● Brano di testo
══════════
Questo uso esperienziale, estetico, immediato del linguaggio può essere accostato, sotto certi aspetti, al linguaggio della pratica zen, delle filosofie orientali, od alla comunicazione esistenziale (Jaspers, 1923) per la loro capacità di suscitare epifanie, intuizioni ed insight.
Guelfo Margherita (2012) propone una traduzione più accurata utilizzando il termine “linguaggio della realizzazione” e lo individua come una delle modalità comunicative tipiche (un linguaggio onirico e bilogico) attraverso le quali comunicano e si comunicano gruppi, masse ed istituzioni.
Egli pensa che una delle possibili caratteristiche del linguaggio dell'effettività consista nell'agire il contenitore: ciò significa che attraverso di esso un insieme umano intesse il contesto emozionale (ovvero il contenitore, Bion, 1963) entro cui si esprime il senso della relazione fra le sue parti; un linguaggio cioé che aggrega gli elementi dell'esperienza entro un movimento di insight che porta all'emersione dell'informazione (in opposizione all'entropia) nel senso del caos deterministico. In questo modo il gruppo si realizza come un sovrasistema coerente (dotato di una identità), un contenitore entro cui si esprime il senso del proprio essere insieme e che parla attraverso l'innervazione viscerale del suo stesso corpo trans-personale.
══════════
● Materiale fornito
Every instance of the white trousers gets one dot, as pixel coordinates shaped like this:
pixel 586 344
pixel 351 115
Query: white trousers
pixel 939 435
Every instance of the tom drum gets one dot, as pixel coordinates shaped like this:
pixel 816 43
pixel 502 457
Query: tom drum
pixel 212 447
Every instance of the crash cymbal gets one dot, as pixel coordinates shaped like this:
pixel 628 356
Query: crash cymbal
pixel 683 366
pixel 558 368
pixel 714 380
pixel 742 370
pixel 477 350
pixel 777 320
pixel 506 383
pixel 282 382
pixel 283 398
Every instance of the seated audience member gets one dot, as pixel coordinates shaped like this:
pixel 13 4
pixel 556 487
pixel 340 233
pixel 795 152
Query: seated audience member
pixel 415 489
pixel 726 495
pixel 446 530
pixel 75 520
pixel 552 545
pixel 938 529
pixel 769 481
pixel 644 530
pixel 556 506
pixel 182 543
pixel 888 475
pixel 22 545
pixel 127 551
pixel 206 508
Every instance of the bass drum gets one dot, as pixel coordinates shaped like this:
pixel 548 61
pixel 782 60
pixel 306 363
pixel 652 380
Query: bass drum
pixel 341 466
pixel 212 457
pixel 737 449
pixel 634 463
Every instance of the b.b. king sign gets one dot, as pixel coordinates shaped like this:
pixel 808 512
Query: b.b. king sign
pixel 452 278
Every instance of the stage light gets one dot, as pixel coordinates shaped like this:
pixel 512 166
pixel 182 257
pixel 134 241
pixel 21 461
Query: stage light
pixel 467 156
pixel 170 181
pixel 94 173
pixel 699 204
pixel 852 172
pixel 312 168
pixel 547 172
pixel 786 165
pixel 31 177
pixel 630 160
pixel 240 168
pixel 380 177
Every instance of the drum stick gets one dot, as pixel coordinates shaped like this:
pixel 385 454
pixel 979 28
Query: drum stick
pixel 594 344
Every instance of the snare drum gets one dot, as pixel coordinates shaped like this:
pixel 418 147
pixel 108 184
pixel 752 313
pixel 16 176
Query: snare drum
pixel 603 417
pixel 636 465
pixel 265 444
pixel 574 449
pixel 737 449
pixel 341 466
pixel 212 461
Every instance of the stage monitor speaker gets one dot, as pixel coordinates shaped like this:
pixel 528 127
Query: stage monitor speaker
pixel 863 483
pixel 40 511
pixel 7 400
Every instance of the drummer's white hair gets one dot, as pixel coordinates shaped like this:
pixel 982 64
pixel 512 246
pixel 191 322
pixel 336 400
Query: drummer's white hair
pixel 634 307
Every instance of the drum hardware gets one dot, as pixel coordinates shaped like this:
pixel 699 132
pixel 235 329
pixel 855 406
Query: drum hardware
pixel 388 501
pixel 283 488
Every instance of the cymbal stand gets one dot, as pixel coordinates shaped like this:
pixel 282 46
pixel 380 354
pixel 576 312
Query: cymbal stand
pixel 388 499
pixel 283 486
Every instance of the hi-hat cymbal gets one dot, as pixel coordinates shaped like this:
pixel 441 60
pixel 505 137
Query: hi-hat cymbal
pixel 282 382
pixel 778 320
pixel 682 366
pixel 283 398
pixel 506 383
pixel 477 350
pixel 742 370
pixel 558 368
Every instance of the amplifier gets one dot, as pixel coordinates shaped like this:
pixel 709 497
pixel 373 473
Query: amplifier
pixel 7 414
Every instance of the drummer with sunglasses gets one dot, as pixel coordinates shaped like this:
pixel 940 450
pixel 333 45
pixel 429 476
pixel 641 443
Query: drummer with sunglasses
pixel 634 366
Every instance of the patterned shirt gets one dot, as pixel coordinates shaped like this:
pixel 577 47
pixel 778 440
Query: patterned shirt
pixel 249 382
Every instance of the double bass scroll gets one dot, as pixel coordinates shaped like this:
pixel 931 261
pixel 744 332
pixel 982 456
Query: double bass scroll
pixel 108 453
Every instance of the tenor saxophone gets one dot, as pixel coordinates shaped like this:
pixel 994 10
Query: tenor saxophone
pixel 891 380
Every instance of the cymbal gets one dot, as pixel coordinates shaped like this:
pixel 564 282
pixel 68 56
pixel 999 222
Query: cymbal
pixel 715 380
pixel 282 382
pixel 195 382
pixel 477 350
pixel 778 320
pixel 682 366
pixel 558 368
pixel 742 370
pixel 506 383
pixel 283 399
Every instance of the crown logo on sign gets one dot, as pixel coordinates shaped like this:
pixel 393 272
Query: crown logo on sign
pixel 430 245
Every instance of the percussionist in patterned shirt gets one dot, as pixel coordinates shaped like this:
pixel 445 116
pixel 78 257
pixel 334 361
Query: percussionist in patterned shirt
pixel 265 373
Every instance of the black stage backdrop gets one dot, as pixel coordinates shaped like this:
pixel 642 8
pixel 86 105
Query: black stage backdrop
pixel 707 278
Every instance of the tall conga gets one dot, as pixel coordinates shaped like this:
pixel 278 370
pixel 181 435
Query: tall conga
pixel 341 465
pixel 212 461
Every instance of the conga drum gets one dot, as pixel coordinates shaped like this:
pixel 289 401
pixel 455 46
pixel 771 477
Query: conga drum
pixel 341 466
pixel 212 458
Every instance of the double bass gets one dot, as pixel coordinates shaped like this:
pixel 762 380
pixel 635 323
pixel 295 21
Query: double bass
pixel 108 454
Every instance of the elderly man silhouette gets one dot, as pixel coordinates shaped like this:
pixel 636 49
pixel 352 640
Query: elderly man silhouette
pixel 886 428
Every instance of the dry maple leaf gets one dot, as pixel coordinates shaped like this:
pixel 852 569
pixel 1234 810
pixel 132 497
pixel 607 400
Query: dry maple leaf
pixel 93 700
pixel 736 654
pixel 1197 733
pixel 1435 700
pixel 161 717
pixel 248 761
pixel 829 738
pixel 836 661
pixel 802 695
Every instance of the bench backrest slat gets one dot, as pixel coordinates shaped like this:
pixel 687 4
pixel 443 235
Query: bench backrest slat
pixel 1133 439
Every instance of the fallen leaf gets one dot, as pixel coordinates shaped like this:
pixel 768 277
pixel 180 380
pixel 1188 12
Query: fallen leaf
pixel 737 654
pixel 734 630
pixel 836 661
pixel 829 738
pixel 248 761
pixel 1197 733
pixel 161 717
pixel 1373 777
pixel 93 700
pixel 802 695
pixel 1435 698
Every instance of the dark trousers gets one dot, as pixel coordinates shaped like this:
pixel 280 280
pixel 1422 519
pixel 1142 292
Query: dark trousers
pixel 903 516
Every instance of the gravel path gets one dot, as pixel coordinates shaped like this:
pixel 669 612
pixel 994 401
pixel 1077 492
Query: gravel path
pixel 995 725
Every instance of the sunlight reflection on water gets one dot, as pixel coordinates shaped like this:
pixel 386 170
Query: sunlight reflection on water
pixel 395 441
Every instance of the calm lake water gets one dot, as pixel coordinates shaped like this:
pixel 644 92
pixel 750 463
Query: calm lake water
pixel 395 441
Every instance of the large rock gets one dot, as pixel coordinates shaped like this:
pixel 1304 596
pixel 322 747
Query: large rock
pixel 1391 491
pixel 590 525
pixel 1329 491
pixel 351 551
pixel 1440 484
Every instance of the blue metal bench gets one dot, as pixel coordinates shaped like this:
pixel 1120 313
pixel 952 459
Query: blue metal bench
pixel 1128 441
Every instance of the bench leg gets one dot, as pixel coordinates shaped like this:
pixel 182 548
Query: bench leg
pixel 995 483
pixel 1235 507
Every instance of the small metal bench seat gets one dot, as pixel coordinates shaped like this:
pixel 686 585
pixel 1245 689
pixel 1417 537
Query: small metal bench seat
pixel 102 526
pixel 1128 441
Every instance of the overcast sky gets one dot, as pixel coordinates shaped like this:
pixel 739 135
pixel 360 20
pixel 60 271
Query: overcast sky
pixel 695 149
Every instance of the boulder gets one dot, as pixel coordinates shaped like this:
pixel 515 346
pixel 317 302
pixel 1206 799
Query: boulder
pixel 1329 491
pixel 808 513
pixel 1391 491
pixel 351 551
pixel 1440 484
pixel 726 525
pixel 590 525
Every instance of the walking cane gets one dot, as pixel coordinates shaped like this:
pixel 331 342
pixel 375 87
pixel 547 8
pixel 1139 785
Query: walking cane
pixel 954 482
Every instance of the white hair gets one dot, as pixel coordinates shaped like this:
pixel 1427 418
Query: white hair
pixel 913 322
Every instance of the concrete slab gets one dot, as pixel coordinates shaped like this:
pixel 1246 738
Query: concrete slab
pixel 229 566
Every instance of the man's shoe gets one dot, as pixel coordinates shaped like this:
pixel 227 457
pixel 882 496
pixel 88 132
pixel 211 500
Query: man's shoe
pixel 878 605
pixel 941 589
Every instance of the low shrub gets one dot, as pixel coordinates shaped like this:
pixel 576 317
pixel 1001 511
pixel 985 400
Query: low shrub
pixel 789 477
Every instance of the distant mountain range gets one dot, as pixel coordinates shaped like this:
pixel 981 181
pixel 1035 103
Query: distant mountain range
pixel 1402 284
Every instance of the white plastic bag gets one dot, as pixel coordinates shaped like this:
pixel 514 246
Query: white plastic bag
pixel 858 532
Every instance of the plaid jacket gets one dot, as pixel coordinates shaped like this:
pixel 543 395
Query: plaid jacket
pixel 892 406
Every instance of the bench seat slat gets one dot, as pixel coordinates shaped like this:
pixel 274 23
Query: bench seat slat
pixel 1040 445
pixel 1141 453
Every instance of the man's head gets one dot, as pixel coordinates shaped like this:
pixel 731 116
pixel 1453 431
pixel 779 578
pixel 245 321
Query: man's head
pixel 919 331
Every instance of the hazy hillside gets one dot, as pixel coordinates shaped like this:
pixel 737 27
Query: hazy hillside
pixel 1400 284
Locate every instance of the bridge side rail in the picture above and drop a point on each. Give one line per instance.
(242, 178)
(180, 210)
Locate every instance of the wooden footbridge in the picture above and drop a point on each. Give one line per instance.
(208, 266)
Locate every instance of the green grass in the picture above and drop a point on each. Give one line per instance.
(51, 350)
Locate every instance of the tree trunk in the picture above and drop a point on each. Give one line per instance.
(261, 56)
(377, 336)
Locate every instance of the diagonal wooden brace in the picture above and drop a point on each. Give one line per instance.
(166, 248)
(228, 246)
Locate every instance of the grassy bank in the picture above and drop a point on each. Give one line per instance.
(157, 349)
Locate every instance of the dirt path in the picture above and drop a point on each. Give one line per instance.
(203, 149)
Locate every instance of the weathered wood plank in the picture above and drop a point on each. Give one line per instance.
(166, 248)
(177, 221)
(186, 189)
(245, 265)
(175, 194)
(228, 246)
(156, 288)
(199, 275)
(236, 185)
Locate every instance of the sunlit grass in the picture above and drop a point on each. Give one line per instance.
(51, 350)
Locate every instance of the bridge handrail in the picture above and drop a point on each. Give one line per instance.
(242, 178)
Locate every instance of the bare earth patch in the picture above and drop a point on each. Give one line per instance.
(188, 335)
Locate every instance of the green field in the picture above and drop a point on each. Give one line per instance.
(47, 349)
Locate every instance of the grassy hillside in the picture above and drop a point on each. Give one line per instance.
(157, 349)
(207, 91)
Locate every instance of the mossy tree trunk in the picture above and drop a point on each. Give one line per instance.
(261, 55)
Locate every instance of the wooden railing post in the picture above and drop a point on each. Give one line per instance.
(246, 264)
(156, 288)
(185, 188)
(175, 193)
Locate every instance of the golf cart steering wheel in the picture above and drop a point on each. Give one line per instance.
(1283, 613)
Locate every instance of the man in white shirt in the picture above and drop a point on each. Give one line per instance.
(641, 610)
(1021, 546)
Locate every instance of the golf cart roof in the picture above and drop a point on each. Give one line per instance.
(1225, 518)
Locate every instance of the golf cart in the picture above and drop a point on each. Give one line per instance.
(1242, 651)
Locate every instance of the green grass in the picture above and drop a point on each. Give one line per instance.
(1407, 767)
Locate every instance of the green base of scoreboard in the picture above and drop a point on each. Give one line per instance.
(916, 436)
══════════
● Esercizi da svolgere
a) Quale termine propone Guelfo Margherita (2012) come traduzione più accurata, secondo il brano sul linguaggio dell'effettività?
b) Trascrivi dal brano sul linguaggio dell'effettività il passo che va da "Guelfo Margherita (2012)" a "masse ed istituzioni.".
c) Riprendi il brano sul linguaggio dell'effettività dal punto in cui si interrompe.
Le righe riportate non hanno alcun ruolo in questo lavoro.

● Esercizi risolti
a) Il termine "linguaggio della realizzazione".

b)
Guelfo Margherita (2012) propone una traduzione più accurata utilizzando il termine “linguaggio della realizzazione” e lo individua come una delle modalità comunicative tipiche (un linguaggio onirico e bilogico) attraverso le quali comunicano e si comunicano gruppi, masse ed istituzioni.

c)
Il senso di questa operazione si esplica in termini generali nella istituzione di un setting di lavoro utile a svolgere un determinato compito nella sua duplice funzione di trasformare la realtà ed elaborare le emozioni connesse a questa attività ed allo stare insieme. Questo linguaggio può essere pensato come un linguaggio del campo o del contenitore in grado di aggregare l'insieme conferendogli la sua specifica identità (Margherita, 2012) più appropriatamente un “linguaggio di contesto”.
Esempi di questo agire/comunicare contestuale possono andare dal gruppo di ominidi che, spinti dalla comune esperienza della fame, coagulano un gruppo di cacciatori che individua al suo interno differenti ruoli e funzioni e ritualizza i preparativi della caccia elaborando protomitologie entro cui dare senso all'eccitazione adrenalinica e all'angoscia di morte, fino al un gruppo di operatori psichiatrici che progettano un servizio di day hospital per la cura della malattia mentale proponendo spazi di riflessione e teorie per l'elaborazione delle emozioni connesse alle quotidiane attività terapeutiche (Margherita, 1984).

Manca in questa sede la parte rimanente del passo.